Prompt:
Extract all data as written.
-- Data for this task start --
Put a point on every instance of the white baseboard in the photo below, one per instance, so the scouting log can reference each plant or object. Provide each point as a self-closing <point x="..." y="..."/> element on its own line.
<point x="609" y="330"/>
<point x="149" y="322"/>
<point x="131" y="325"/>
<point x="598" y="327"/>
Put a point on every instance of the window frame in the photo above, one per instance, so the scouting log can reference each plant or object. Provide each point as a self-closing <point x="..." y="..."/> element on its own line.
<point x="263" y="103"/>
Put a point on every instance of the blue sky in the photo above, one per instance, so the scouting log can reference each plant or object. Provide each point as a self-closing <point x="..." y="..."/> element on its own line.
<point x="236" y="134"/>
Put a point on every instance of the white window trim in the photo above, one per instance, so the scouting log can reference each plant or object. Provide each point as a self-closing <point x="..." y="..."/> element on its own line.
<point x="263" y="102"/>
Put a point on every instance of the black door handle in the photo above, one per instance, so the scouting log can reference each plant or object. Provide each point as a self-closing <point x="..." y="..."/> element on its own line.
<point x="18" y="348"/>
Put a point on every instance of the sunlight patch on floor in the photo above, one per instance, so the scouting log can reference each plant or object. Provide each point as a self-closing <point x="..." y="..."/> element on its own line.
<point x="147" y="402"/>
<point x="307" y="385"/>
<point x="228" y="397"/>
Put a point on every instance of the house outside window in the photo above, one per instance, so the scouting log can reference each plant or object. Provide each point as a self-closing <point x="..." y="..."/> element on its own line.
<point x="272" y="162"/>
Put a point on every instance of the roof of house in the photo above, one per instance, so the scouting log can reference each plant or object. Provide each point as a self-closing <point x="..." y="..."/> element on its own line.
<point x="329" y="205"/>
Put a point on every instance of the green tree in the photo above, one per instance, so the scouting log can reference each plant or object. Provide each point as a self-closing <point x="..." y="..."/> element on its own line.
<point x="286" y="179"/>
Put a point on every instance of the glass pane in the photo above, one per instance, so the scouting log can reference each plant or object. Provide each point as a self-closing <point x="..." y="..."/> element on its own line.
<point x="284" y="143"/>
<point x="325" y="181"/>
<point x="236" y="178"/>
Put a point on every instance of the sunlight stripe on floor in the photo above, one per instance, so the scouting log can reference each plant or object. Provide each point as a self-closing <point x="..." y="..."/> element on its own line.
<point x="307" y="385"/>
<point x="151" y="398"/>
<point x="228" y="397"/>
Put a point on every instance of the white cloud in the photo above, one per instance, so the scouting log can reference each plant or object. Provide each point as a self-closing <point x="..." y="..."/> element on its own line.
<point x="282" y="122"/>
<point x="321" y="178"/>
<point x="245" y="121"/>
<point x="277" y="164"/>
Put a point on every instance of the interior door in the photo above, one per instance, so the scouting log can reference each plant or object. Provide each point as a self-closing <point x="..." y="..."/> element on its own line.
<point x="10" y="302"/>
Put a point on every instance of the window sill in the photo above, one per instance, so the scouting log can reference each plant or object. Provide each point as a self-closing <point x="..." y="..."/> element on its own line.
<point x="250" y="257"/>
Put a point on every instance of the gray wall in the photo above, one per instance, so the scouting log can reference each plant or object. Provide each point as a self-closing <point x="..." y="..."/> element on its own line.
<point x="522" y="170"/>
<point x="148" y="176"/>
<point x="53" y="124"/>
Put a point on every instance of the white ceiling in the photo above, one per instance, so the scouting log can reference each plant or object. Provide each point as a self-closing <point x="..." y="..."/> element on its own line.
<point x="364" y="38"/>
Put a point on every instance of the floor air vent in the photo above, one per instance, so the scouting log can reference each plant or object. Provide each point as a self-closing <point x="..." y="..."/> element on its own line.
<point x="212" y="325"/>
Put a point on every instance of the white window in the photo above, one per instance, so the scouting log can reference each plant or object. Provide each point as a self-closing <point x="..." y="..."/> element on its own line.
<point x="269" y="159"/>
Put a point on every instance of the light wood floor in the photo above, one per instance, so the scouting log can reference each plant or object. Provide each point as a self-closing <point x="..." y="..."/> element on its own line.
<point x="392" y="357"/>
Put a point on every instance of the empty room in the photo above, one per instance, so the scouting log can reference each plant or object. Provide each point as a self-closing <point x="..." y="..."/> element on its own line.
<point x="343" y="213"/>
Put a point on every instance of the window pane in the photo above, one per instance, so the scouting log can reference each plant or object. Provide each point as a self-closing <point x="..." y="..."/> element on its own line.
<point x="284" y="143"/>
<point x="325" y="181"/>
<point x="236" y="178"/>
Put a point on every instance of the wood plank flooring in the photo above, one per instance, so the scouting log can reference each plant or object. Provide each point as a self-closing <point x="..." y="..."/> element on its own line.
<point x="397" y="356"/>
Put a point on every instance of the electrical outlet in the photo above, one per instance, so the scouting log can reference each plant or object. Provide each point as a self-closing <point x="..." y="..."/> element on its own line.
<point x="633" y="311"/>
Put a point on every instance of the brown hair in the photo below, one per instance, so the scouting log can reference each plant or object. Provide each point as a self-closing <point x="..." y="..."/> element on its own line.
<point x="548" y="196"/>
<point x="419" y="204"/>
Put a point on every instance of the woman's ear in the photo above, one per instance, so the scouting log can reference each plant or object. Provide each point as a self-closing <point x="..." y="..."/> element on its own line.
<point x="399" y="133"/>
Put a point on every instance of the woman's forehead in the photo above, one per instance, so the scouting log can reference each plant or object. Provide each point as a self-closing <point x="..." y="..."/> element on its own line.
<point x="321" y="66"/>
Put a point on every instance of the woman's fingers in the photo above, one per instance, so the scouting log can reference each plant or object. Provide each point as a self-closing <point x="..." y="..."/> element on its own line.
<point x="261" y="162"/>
-- Data for this task end --
Reply to the task:
Put a point on every instance of the white baseboard in the photo below, one per instance, so the scouting log can reference each plant or object. Provide each point as a self-closing <point x="..." y="..."/> element on its own line.
<point x="609" y="330"/>
<point x="149" y="322"/>
<point x="131" y="325"/>
<point x="598" y="327"/>
Put a point on every instance of the window frame in the photo above, one per instance, so the scouting log can reference each plant or object. Provide each point as a self-closing <point x="..." y="..."/> element on its own line.
<point x="263" y="103"/>
Put a point on every instance of the blue sky in the photo above, one per instance, so the scouting log can reference each plant or object. Provide each point as a self-closing <point x="..." y="..."/> element on its own line.
<point x="236" y="134"/>
Put a point on every instance of the white window trim in the photo above, one per instance, so the scouting log can reference each plant or object. Provide each point as a self-closing <point x="..." y="..."/> element on its own line.
<point x="263" y="102"/>
Put a point on every instance of the black door handle in the photo above, one per instance, so the scouting log can reference each plant or object. Provide each point as a self-closing <point x="..." y="..."/> element on its own line.
<point x="18" y="348"/>
Put a point on every instance of the sunlight patch on floor in the photo above, one per instance, so the scouting log can reference each plant or object. Provide each point as a self-closing <point x="..." y="..."/> element on its own line.
<point x="147" y="402"/>
<point x="307" y="385"/>
<point x="228" y="397"/>
Put a point on every instance of the house outside window in the photo above, one per instance, so the scouting log can reference each plant or object. Provide each point as a self-closing <point x="..." y="..."/> element on its own line.
<point x="272" y="162"/>
Put a point on every instance of the roof of house in the photo above, one per instance, so the scouting log can reference each plant or object. Provide each point as a self-closing <point x="..." y="..."/> element on its own line.
<point x="329" y="205"/>
Put a point on every instance of the green tree in the photo above, one per instance, so the scouting log can reference each plant or object. Provide each point as a self-closing <point x="..." y="..."/> element on its own line.
<point x="286" y="179"/>
Put a point on every instance of the glass pane in the photo above, one per instance, so the scouting log can reference each plant or object. Provide each point as a self-closing <point x="..." y="..."/> element on its own line.
<point x="284" y="143"/>
<point x="325" y="181"/>
<point x="236" y="178"/>
Put a point on every instance of the sunlight stripe on floor in the photo above, one per instance, so the scouting log can reference each plant or object. Provide each point as a self-closing <point x="..." y="..."/> element on its own line.
<point x="307" y="385"/>
<point x="151" y="398"/>
<point x="228" y="397"/>
Put a point on every instance of the white cloud in the photo above, one per instance, so the scouting log can reference each plant or object. Provide each point as a self-closing <point x="..." y="..."/> element on its own line.
<point x="282" y="122"/>
<point x="321" y="178"/>
<point x="245" y="121"/>
<point x="277" y="164"/>
Put a point on every instance of the interior door in the photo above, one per instance, so the scouting log can reference each plant or object. Provide each point as a self-closing <point x="..." y="..."/> element on its own line.
<point x="10" y="302"/>
Put a point on every instance of the window sill in the photo above, one per instance, so the scouting log can reference each plant or object. Provide each point as a self-closing <point x="..." y="..."/> element on its own line.
<point x="250" y="257"/>
Put a point on every instance of the gray wall in the photo above, one per instance, so the scouting log can reference each plant or object. Provide each point as a self-closing <point x="..." y="..."/> element on its own line.
<point x="522" y="170"/>
<point x="148" y="176"/>
<point x="53" y="124"/>
Put a point on every instance of the white ceiling in the photo above, one per instance, so the scouting log can reference each plant or object. Provide each point as a self-closing <point x="..." y="..."/> element on its own line.
<point x="364" y="38"/>
Put a point on every instance of the floor air vent in the photo above, one per instance, so the scouting log can reference each plant or object. Provide each point as a self-closing <point x="..." y="..."/> element on its own line.
<point x="212" y="325"/>
Put a point on every instance of the white window in the photo above, one per instance, so the scouting log can reference each plant or object. Provide each point as a self-closing <point x="..." y="..."/> element on its own line.
<point x="269" y="159"/>
Put a point on every instance of the light wood floor in the photo above, one per instance, so the scouting log can reference each plant or object. Provide each point as a self-closing <point x="..." y="..."/> element on its own line.
<point x="392" y="357"/>
Put a point on every instance of the empty room in the photo above, one per instance, so the scouting log can reference each plant or object. Provide each point as a self-closing <point x="..." y="..."/> element on its own line.
<point x="343" y="213"/>
Put a point on every instance of the window pane in the photo above, one per instance, so the scouting log can reference each plant or object. Provide each point as a self-closing <point x="..." y="..."/> element on its own line.
<point x="284" y="143"/>
<point x="325" y="181"/>
<point x="236" y="178"/>
Put a point on every instance of the wood plank flooring in the photo above, one per instance, so the scouting log can reference each plant or object. Provide each point as a self-closing <point x="..." y="..."/> element on its own line.
<point x="397" y="356"/>
Put a point on every instance of the electrical outlet in the photo above, one per instance, so the scouting log can reference each plant or object. Provide each point as a self-closing <point x="..." y="..."/> element on its own line.
<point x="633" y="311"/>
Put a point on every instance of the brown hair in the photo below, one per instance, so the scouting log can reference each plant or object. Provide each point as a self-closing <point x="..." y="..."/> element on its own line.
<point x="548" y="196"/>
<point x="419" y="204"/>
Put a point on every instance of the woman's ear in the photo above, one per instance, so the scouting log can reference each plant or object. Provide each point as a self-closing <point x="..." y="..."/> element on its own line.
<point x="399" y="133"/>
Put a point on every instance of the woman's forehead in the photo above, one per instance, so the scouting log can reference each plant or object. Provide each point as a self-closing <point x="..." y="..."/> element on its own line.
<point x="321" y="66"/>
Put a point on every instance of the woman's fingers in the photo above, one per instance, so the scouting log can reference each plant or object. Provide each point as a self-closing <point x="..." y="..."/> element on its own line.
<point x="261" y="162"/>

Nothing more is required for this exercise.